Extracted data ::
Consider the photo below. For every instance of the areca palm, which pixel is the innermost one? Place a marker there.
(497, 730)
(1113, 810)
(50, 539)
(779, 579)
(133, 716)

What is needed ::
Please revise the items above by replacing "marker" with "dot" and leaving everything else as it is.

Written answer ::
Consider the photo below. For every instance of the areca palm, which pixel is the innermost one? Place a dot there.
(497, 730)
(1113, 810)
(50, 539)
(779, 579)
(133, 716)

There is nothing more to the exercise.